BEGIN TASK MATERIAL

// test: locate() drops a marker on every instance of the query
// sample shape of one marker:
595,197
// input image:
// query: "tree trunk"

END TASK MATERIAL
BEGIN TASK MATERIAL

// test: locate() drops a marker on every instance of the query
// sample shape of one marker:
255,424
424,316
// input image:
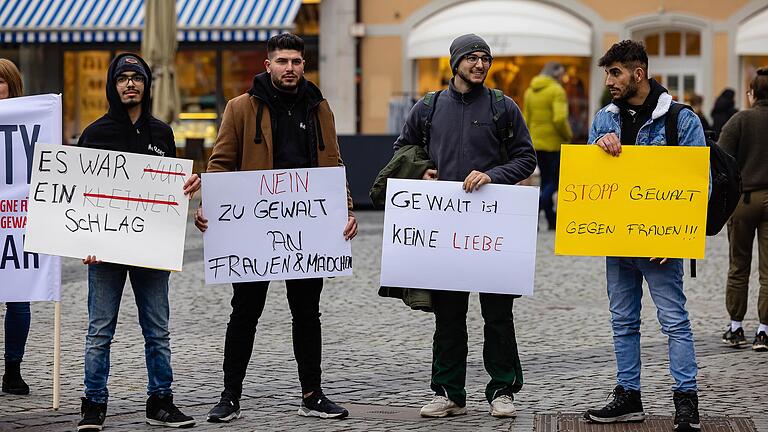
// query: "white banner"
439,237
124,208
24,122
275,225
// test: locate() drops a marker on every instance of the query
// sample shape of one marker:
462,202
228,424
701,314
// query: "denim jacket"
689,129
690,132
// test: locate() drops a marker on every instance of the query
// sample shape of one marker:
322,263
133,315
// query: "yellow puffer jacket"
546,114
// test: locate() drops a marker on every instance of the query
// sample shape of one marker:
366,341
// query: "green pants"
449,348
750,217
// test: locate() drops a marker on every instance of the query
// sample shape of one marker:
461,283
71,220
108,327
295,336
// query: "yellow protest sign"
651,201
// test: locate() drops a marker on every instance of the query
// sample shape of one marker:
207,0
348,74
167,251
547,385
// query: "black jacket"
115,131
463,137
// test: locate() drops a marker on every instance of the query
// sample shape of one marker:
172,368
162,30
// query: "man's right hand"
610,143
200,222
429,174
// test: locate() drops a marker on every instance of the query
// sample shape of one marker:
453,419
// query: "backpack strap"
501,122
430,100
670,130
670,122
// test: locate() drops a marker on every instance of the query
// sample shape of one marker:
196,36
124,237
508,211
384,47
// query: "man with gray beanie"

END TASK MATERIAL

Show each line of the material above that contains the word "jacket".

// query: "denim jacket"
// query: "yellow puffer jacket"
// query: "black jacket"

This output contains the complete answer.